WRITTEN REQUEST 1:
In the lesson on area below, retype everything from "If two terms" down to "evaluate it easily.", keeping it word for word.

PASSAGE PROVIDED:
^^^^^^^^

4.2 Area

Lesson: February 6, 2025. Quiz: February 13, 2025.

Use sigma notation to write and evaluate a sum
Understand the concept of area
Approximate the area of a plane region
Find the area of a plan region using limits

Assignment

Vocabulary and teal boxes
p299 1, 4, 7–35 odd, 41, 45, 48, 53, 58, 61, 68, 69 75, 76, 78, 81–83

Additional Resources

AP Topics: 6.1
Khan Academy
- Exploring accumulations of change

Considering the time spent on antidifferentiation and integration last section, it’s going to appear like we’re going off-topic. Don’t worry, we’ll get back there soon enough.

Sigma Notation

We’re going to start off with some notation that’s used in summations, which is where you need to sum up a pattern of terms. Say we wanted to add up all the numbers from 1 to 10. Instead of writing it all out, we could instead write

\[\begin{align} \sum_{i=1}^{10} i \end{align}\]

The $i=1$ tells us to start at 1, and the $10$ up top tells us the upper bound of the sequence. Another is below.

\[\begin{align} \sum_{i=4}^7 \frac{1}{i^2} &= \frac{1}{4^2} + \frac{1}{5^2} + \frac{1}{6^2} + \frac{1}{7^2} \\ &= \frac{1}{16} + \frac{1}{25} + \frac{1}{36} + \frac{1}{49} \end{align}\]

Same story here, except we start at 4 and end at 7. We plug in for $i$ each time, which is now squared and in the denominator. The general form for this is below, where $a_i$ is used to represent the each term in the sequence.

\[\begin{align} \sum_{i=1}^n a_i = a_1 + a_2 + a_3 + \dots + a_n \end{align}\]

There are a few formulas and rules listed under Theorem 4.2 that we’ll use when evaluating some summation. Memorizing them is helpful, but not required for the AP exam.

A few other things to keep in mind:

If our term is being multiplied by a constant, we can factor it out, and then back in later.
If two terms are being added or subtracted, we can evaluate them separately.
If our term is just a constant, then $\sum_{i=1}^{n} c = cn$

With that knowledge, we can rewrite a sum like the one below so we can evaluate it easily.

\[\begin{align} \sum_{i=1}^{n} \frac{i+i}{n^2} &= \frac{1}{n^2} \sum_{i=1}^{n} (i+1) &&\text{Factor out the constant} \\[1.5em] &= \frac{1}{n^2} \left(\sum_{i=1}^{n} i + \sum_{i=1}^{n} 1\right) &&\text{Write as two sums} \\[1.5em] &= \frac{1}{n^2} \left(\frac{n(n+1)}{2} + n\right) &&\text{From Theorem 4.2 and 3 above} \\[1.5em] &= \frac{n+3}{2n} &&\text{Simplify} \end{align}\]

Area

I recommend you read through what the book as written here. It does an excellent job of framing what’s coming up.

The Area of a Plane Region

Now, we’ll take this concept of summations and apply it to the areas underneath a curve. First, we’ll slice the area into rectangles, and then add up the areas of those rectangles.

^^^^^^^^

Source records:

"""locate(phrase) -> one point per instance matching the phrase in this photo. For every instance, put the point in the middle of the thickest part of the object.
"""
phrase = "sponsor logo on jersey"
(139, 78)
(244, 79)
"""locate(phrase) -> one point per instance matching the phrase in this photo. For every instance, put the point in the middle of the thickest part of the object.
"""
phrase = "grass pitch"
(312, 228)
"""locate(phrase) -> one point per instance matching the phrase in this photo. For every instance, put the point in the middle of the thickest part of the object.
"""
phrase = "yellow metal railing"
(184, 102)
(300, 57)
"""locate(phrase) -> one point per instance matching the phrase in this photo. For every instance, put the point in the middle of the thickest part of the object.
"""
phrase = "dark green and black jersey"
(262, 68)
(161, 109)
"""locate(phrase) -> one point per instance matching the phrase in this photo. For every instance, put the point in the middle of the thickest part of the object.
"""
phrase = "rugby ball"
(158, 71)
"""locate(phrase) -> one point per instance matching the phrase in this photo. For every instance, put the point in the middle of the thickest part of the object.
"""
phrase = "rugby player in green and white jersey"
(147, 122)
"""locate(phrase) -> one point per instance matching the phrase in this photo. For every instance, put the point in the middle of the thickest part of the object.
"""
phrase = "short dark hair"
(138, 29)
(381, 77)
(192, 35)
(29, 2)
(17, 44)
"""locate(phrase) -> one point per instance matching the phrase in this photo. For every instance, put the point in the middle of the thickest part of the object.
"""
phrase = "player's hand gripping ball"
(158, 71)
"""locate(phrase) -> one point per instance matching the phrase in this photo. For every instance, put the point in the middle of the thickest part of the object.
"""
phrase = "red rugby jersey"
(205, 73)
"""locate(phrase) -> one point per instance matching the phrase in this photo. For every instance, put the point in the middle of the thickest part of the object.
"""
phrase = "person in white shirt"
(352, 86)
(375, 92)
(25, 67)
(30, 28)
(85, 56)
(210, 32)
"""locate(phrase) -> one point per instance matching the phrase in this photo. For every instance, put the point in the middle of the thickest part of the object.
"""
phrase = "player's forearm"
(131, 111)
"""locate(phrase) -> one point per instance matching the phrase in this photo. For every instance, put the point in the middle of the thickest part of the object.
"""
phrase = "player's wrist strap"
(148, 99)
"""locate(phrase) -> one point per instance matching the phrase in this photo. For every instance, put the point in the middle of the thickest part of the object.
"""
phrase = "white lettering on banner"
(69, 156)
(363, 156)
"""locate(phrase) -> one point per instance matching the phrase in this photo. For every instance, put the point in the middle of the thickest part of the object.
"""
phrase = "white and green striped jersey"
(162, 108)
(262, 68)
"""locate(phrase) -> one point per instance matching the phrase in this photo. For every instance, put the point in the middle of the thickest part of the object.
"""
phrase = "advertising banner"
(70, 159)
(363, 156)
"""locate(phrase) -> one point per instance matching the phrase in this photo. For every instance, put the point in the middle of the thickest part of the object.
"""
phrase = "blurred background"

^^^^^^^^

WRITTEN REQUEST 2:
Show every line of the records above that contains the string "ball", matching case exactly.

FULL SOLUTION 1:
If two terms are being added or subtracted, we can evaluate them separately.
If our term is just a constant, then $\sum_{i=1}^{n} c = cn$

With that knowledge, we can rewrite a sum like the one below so we can evaluate it easily.

FULL SOLUTION 2:
phrase = "rugby ball"
phrase = "player's hand gripping ball"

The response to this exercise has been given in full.